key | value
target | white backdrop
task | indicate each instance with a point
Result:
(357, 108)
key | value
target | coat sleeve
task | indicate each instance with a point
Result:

### [Your assignment]
Reproduce all of the material verbatim.

### [Exercise answer]
key | value
target | white backdrop
task | indicate each instance with a point
Result:
(357, 108)
key | value
target | coat sleeve
task | indicate each instance with a point
Result:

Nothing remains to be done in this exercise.